In über 100.000 Threads, die stellenweise mit über 1.000 Seiten aufwarten,arbeiten sich die Nutzer*innen des Forums an ihren Opfern ab. Dies folgt immer wieder dem gleichen Schema: durch das Auffinden von Accounts auf unterschiedlichen Social Media-Plattformen, das Austauschen von Gerüchten und kompromittierendem Material wird eine "Lolcow"2 auf der Plattform vorgestellt. Es wird sich im Thread darin bestärkt, dass es vollkommen legitim sei, sich an dem neuen Opfer abzuarbeiten, da es sich diese oder jene Übertretung der Normen geleistet hätte. Durch das Veröffentlichen von Social Media-Profilen oder Postings werden mehr Mitglieder der Community aufmerksam und steigen mit ein. Hierbei wird oft und gerne mit Halbwahrheiten oder Falschinformationen operiert. Das auf der Seite betriebene Mobbing hat bereits mehrere Menschen in den Suizid getrieben – womit sich das Forum stolz brüstet.3

Die letzte Person, für deren Selbstmord Kiwi Farms verantwortlich ist, war ein populäres Mitglied der Modding-Community – Menschen, die Videospiele umprogrammieren. Near, so das Online-Pseudonym der Person, nahm sich im Juni 2021 nach einer jahrelangen Kampagne das Leben. In einer Reihe von herzzerreißenden Tweets schreibt Near darüber, dass die Angriffe, die von Kiwi Farms ausgingen, nicht mehr zu ertragen seien: „Es steigerte sich von Angriffen gegen mich wegen meines Autismus, zu Angriffen und Doxxing von meinen Freund*innen, und sie zum Suizid anzustacheln, nur um eine Reaktion von mir zu bekommen. Ich habe einen meiner besten Freund*innen deswegen verloren. Ich fühle mich dafür verantwortlich.“ Near war nichtbinär und Angriffe gegen Nears Geschlechtsidentität war der Hauptfokus der Hetze.

* _ÜBUNGSAUFGABEN_:
- A) Zählen Sie alle Formen von Angriffen auf, die Near im zitierten Tweet des Textes über Kiwi Farms nennt.
- B) Extrahieren Sie aus dem Text über Kiwi Farms den Abschnitt, der mit den Worten beginnt, die „Die letzte Person, für“ enthalten, und mit „Hauptfokus der Hetze.“ schließt.
Die nachstehenden Daten werden zur Bearbeitung nicht benötigt.

* _BEREITGESTELLTES MATERIAL_:

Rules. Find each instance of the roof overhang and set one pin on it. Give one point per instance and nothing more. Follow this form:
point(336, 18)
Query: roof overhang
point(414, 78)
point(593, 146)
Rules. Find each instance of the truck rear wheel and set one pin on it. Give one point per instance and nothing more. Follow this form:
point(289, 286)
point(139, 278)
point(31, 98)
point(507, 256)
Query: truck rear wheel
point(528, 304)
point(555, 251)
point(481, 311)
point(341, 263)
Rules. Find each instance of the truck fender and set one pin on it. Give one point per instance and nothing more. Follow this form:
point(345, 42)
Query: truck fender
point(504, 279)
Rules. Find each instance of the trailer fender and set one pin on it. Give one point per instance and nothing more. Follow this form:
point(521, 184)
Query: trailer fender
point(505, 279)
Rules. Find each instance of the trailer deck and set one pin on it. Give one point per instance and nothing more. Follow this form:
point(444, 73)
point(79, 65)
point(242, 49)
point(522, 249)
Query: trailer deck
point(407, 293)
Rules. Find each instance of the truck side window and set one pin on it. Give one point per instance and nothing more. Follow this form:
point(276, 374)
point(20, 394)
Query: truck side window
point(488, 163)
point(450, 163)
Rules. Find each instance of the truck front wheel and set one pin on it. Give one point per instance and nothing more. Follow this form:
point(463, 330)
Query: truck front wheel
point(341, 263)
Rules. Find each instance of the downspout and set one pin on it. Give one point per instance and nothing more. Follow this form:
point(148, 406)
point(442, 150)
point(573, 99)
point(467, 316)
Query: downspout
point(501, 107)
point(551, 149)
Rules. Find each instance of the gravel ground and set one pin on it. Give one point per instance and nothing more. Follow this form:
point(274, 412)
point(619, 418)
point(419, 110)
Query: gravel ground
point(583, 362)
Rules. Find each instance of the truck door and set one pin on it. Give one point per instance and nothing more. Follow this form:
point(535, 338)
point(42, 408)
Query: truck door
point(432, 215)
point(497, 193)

* _VOLLSTÄNDIGE LÖSUNGEN_:
- A)
- Angriffe gegen Near wegen Nears Autismus
- Angriffe gegen Nears Freund*innen
- Doxxing von Nears Freund*innen
- das Anstacheln von Nears Freund*innen zum Suizid

- B)
Die letzte Person, für deren Selbstmord Kiwi Farms verantwortlich ist, war ein populäres Mitglied der Modding-Community – Menschen, die Videospiele umprogrammieren. Near, so das Online-Pseudonym der Person, nahm sich im Juni 2021 nach einer jahrelangen Kampagne das Leben. In einer Reihe von herzzerreißenden Tweets schreibt Near darüber, dass die Angriffe, die von Kiwi Farms ausgingen, nicht mehr zu ertragen seien: „Es steigerte sich von Angriffen gegen mich wegen meines Autismus, zu Angriffen und Doxxing von meinen Freund*innen, und sie zum Suizid anzustacheln, nur um eine Reaktion von mir zu bekommen. Ich habe einen meiner besten Freund*innen deswegen verloren. Ich fühle mich dafür verantwortlich.“ Near war nichtbinär und Angriffe gegen Nears Geschlechtsidentität war der Hauptfokus der Hetze.